Location identification entries:
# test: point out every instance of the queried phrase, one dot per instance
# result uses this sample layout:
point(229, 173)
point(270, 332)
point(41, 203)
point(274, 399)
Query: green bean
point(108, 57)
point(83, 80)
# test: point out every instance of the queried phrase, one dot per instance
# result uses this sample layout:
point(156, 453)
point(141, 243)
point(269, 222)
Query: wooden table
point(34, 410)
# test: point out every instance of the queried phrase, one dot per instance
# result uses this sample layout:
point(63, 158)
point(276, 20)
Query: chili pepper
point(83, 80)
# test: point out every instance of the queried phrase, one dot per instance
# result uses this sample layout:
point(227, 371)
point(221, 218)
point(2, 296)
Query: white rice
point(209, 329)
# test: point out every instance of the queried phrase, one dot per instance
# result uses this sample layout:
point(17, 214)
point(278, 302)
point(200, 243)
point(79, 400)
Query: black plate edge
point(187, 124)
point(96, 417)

Exercise objective: Rewrite all of the lines above, requests included, offsetting every coordinate in the answer points by 66. Keep the sample layout points as they are.

Response to this exercise:
# test: point out every instance of the queried phrase, one dot per instance
# result uses this sample layout:
point(229, 173)
point(270, 332)
point(41, 203)
point(274, 399)
Query: green bean
point(174, 123)
point(149, 146)
# test: point out every instance of the queried phrase, one dot per instance
# result uses this sample layout:
point(156, 453)
point(141, 243)
point(269, 222)
Query: wooden table
point(100, 476)
# test: point out every instance of the queried phrase, one dot per instance
# result uses this sample layout:
point(63, 158)
point(276, 20)
Query: chili pepper
point(149, 146)
# test: point out every instance of the queried phrase, one dot per instance
# result uses this sample layout:
point(227, 371)
point(221, 218)
point(2, 296)
Query: white rice
point(275, 395)
# test: point out every instance of the queried phrase, one dot per instance
# result uses this sample layout:
point(17, 214)
point(278, 302)
point(200, 243)
point(79, 400)
Query: black plate edge
point(253, 190)
point(162, 483)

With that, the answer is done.